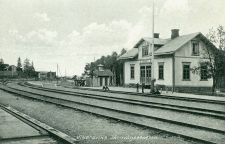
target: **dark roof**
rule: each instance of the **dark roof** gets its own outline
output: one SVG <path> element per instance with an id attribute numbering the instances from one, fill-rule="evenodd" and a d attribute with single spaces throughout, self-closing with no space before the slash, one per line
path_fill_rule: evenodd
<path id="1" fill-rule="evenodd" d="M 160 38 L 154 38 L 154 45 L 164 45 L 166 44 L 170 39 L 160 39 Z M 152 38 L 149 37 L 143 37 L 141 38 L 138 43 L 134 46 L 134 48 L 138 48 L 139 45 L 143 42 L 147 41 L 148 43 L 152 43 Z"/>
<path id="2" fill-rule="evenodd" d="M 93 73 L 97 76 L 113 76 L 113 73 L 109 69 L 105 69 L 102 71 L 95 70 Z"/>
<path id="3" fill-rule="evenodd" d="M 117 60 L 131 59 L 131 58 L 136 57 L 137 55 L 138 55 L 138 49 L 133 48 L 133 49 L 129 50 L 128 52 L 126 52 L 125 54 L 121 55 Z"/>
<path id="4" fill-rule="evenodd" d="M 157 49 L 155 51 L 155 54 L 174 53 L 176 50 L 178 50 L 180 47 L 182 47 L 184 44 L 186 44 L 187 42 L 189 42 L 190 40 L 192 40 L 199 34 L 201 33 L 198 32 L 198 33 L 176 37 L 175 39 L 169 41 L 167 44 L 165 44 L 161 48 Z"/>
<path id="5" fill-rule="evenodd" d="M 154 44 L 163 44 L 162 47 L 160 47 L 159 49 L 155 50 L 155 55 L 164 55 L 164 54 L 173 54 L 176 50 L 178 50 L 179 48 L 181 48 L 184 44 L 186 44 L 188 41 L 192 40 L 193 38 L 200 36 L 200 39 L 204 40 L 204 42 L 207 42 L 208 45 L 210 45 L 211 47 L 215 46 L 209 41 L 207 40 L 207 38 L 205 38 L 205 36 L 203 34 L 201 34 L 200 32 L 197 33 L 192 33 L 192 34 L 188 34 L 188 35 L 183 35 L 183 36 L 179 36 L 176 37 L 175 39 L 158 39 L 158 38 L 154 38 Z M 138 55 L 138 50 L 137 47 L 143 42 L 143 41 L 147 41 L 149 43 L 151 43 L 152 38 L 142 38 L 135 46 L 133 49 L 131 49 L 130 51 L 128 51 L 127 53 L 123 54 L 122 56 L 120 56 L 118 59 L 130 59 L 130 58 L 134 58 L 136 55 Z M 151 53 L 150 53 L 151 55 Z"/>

--

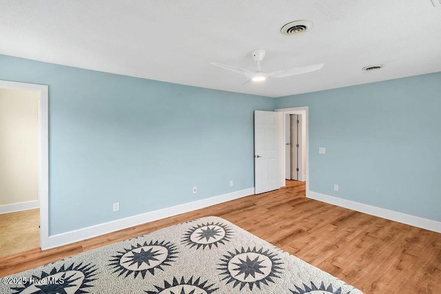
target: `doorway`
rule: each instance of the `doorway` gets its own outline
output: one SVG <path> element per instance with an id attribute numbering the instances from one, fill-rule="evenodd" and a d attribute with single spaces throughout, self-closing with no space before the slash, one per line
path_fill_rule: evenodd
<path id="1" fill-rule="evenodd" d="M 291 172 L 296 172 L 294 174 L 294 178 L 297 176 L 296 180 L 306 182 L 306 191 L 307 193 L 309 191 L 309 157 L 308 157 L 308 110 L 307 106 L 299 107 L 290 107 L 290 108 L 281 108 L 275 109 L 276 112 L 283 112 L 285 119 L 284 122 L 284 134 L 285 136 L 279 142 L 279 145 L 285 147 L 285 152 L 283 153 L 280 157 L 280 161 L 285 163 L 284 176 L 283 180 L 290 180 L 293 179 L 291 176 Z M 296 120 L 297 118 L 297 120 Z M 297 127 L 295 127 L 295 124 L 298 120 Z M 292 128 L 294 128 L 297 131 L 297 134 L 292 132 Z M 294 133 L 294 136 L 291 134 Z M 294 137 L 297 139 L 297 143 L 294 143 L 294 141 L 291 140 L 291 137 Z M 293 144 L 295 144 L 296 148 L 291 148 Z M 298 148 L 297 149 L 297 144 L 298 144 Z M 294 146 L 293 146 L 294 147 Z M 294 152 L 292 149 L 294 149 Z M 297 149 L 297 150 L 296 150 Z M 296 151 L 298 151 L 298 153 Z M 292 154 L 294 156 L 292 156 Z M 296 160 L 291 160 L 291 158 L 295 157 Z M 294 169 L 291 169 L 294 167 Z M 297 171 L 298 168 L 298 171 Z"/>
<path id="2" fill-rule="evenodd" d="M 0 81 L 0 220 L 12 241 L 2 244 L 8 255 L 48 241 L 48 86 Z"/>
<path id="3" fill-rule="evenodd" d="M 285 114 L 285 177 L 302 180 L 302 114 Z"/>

* **EXERCISE DETAILS**:
Copy out the lines starting at the one containing "target: **dark roof**" and ending at the one containing "154 44 L 163", including both of those lines.

* **OUTPUT OF THE TASK**:
target: **dark roof**
rule: each instance of the **dark roof** gets its own outline
output: one SVG <path> element per instance with an id attribute numbering the instances from one, fill-rule="evenodd" and a d attribute with single spaces throughout, self-closing with no space before the slash, one per line
path_fill_rule: evenodd
<path id="1" fill-rule="evenodd" d="M 160 38 L 154 38 L 154 45 L 164 45 L 166 44 L 170 39 L 160 39 Z M 152 38 L 149 37 L 143 37 L 141 38 L 138 43 L 134 46 L 134 48 L 138 48 L 139 45 L 143 42 L 147 41 L 148 43 L 152 43 Z"/>
<path id="2" fill-rule="evenodd" d="M 93 73 L 97 76 L 113 76 L 113 73 L 109 69 L 105 69 L 102 71 L 95 70 Z"/>
<path id="3" fill-rule="evenodd" d="M 117 60 L 131 59 L 131 58 L 136 57 L 137 55 L 138 55 L 138 49 L 133 48 L 133 49 L 129 50 L 128 52 L 126 52 L 125 54 L 121 55 Z"/>
<path id="4" fill-rule="evenodd" d="M 157 49 L 155 51 L 155 54 L 174 53 L 176 50 L 178 50 L 180 47 L 182 47 L 184 44 L 186 44 L 187 42 L 189 42 L 190 40 L 192 40 L 199 34 L 201 33 L 198 32 L 198 33 L 176 37 L 175 39 L 169 41 L 167 44 L 165 44 L 161 48 Z"/>
<path id="5" fill-rule="evenodd" d="M 154 44 L 163 44 L 162 47 L 160 47 L 159 49 L 155 50 L 155 55 L 164 55 L 164 54 L 173 54 L 176 50 L 178 50 L 179 48 L 181 48 L 184 44 L 186 44 L 188 41 L 192 40 L 193 38 L 200 36 L 200 39 L 204 40 L 204 42 L 207 42 L 208 45 L 210 45 L 211 47 L 215 46 L 209 41 L 207 40 L 207 38 L 205 38 L 205 36 L 203 34 L 201 34 L 200 32 L 197 33 L 192 33 L 192 34 L 188 34 L 188 35 L 183 35 L 183 36 L 179 36 L 176 37 L 175 39 L 158 39 L 158 38 L 154 38 Z M 138 55 L 138 50 L 137 47 L 143 42 L 143 41 L 147 41 L 149 43 L 151 43 L 152 38 L 142 38 L 135 46 L 133 49 L 131 49 L 130 51 L 128 51 L 127 53 L 123 54 L 122 56 L 120 56 L 118 59 L 130 59 L 130 58 L 134 58 L 136 55 Z M 151 53 L 150 53 L 151 55 Z"/>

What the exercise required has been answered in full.